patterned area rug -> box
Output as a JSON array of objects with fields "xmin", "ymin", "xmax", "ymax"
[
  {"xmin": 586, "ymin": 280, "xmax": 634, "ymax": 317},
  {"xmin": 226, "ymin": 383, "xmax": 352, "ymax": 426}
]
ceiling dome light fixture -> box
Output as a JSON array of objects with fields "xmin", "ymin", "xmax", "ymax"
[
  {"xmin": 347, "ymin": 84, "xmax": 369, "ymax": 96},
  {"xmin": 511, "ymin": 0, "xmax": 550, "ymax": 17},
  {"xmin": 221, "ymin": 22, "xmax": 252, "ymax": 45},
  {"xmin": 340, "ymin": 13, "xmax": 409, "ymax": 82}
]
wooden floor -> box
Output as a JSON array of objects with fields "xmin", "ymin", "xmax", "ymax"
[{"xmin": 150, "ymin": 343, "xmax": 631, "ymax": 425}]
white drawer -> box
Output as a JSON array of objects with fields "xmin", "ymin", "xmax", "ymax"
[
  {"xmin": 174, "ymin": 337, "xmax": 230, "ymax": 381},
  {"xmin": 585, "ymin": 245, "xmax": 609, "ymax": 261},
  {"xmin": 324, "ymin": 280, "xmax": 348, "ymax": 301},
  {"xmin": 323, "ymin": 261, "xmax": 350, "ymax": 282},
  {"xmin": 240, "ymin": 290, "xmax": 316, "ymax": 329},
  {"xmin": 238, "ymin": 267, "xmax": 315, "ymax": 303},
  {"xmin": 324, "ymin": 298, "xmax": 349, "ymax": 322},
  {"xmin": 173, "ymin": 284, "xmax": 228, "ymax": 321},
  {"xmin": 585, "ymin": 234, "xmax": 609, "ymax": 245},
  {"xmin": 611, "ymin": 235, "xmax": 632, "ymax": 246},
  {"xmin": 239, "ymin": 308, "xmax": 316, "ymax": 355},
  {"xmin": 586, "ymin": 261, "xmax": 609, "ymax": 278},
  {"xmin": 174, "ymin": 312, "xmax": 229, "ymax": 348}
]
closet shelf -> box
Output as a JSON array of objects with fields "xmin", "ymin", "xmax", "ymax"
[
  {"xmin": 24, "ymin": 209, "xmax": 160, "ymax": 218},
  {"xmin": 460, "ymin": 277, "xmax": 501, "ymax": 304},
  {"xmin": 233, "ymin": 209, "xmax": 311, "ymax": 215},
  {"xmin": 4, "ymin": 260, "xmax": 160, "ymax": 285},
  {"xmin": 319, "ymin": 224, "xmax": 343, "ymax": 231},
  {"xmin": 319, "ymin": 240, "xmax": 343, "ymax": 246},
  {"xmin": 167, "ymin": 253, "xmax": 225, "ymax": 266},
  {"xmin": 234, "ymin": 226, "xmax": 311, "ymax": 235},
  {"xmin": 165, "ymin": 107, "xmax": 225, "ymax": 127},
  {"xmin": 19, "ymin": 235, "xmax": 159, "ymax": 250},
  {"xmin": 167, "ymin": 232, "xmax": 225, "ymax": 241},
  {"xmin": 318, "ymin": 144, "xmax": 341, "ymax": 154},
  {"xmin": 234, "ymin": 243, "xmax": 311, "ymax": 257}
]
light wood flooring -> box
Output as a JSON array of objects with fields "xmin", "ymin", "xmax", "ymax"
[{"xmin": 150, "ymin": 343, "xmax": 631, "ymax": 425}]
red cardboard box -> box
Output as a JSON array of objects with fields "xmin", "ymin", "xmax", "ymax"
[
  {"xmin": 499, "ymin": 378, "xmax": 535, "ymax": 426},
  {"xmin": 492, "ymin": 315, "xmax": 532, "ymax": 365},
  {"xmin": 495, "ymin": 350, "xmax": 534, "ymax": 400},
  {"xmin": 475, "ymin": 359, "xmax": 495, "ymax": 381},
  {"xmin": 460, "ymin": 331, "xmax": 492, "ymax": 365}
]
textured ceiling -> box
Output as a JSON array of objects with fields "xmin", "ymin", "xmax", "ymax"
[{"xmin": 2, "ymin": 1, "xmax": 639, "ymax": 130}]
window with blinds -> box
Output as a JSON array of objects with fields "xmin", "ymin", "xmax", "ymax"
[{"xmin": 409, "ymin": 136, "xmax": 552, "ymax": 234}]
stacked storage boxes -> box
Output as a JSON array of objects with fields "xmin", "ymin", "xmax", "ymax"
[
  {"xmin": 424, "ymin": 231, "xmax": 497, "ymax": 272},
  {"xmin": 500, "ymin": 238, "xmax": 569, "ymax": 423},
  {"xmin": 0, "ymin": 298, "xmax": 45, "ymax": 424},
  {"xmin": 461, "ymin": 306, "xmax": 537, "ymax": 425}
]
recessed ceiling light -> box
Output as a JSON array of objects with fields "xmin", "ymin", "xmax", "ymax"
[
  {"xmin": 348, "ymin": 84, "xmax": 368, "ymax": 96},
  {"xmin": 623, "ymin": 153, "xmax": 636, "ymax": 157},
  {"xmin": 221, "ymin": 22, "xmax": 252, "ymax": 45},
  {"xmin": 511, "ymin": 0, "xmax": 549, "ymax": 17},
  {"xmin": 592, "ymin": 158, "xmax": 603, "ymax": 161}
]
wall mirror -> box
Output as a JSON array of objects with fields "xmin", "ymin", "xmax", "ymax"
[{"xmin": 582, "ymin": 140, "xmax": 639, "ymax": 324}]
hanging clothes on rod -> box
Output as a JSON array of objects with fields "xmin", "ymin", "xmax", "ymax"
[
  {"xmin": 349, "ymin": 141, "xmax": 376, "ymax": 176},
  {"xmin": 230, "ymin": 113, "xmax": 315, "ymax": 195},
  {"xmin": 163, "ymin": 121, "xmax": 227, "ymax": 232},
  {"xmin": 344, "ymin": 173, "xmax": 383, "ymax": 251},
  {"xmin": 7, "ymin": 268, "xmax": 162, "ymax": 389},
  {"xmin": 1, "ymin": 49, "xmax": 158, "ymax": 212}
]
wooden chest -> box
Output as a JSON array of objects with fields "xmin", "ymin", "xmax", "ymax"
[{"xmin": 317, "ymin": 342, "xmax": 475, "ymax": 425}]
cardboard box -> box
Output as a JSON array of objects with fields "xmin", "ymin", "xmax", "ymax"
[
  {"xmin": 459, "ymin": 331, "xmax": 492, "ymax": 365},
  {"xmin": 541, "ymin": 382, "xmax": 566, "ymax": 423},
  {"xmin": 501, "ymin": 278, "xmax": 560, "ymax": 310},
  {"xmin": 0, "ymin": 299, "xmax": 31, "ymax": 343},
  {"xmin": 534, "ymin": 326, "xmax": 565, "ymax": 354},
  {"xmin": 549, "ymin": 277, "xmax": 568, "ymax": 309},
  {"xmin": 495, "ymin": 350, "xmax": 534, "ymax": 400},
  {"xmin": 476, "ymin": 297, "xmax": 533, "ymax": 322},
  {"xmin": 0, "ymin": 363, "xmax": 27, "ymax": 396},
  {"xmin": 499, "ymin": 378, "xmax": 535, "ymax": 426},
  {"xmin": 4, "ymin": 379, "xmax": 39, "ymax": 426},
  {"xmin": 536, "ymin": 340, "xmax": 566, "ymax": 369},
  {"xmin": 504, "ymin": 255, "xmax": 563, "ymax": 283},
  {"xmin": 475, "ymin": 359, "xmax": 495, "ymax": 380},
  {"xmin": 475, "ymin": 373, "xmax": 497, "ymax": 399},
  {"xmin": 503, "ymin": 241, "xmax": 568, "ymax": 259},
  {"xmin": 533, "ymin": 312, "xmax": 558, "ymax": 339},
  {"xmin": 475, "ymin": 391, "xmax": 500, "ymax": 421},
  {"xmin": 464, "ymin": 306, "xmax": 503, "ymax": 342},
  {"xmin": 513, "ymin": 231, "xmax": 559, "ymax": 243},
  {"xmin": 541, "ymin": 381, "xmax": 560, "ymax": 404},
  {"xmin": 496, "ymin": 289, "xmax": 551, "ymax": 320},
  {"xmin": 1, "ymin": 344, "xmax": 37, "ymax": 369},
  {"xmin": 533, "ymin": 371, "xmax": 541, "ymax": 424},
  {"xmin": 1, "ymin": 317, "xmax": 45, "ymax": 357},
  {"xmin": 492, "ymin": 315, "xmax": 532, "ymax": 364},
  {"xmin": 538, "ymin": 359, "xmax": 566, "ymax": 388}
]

● **Problem statement**: Check each line of the listing for "light", and copy the ones that hold it.

● **Response to the task**:
ceiling dome light fixture -> box
light wood flooring -> box
recessed ceiling light -> box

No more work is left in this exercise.